PROMPT. Copy out the lines from the one containing "Check that every instance of the white peeling" down to the end of the records, requests included, and add -71 to every coordinate value in the answers.
>> BEGIN MATERIALS PROVIDED
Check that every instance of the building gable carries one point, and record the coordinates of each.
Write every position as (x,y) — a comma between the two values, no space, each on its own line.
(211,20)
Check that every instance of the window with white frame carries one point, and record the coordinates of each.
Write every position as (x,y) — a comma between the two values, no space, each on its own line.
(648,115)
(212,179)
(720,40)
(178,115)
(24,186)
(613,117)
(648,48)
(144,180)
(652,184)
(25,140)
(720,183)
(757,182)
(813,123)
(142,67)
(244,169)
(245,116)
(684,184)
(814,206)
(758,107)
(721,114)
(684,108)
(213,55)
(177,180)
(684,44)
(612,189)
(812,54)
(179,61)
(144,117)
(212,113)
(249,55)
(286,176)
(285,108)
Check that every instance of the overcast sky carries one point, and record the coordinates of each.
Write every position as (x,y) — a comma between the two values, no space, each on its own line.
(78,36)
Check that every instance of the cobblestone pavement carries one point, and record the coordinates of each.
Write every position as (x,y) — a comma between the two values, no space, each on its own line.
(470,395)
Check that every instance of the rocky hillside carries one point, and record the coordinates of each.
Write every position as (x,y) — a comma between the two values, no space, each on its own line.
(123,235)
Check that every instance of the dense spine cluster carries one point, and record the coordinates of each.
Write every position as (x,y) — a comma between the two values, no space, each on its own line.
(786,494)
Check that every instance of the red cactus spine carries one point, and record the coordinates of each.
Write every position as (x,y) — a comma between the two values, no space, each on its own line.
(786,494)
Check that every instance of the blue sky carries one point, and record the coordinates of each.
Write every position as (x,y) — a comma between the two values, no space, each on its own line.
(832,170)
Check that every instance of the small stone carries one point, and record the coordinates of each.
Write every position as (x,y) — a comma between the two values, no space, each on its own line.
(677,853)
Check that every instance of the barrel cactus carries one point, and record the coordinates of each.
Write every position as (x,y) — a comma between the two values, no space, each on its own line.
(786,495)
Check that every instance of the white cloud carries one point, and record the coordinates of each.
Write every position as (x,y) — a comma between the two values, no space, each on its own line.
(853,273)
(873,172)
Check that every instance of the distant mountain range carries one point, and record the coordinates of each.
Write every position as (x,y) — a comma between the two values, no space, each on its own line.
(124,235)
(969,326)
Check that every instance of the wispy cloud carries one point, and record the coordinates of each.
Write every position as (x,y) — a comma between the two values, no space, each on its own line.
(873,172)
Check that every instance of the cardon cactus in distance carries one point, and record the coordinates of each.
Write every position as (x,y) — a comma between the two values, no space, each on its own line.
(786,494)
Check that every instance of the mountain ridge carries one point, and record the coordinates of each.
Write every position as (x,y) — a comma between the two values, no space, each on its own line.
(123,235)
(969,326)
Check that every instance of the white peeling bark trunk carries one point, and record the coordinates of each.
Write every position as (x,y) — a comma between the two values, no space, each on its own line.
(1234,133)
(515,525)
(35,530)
>> END MATERIALS PROVIDED
SOLUTION FOR THIS PROBLEM.
Check that every instance of the white peeling bark trunk carries one point, and record the coordinates of each.
Write every position as (x,y) — a comma between the two values, no space, each on its own line.
(1163,62)
(444,454)
(-36,459)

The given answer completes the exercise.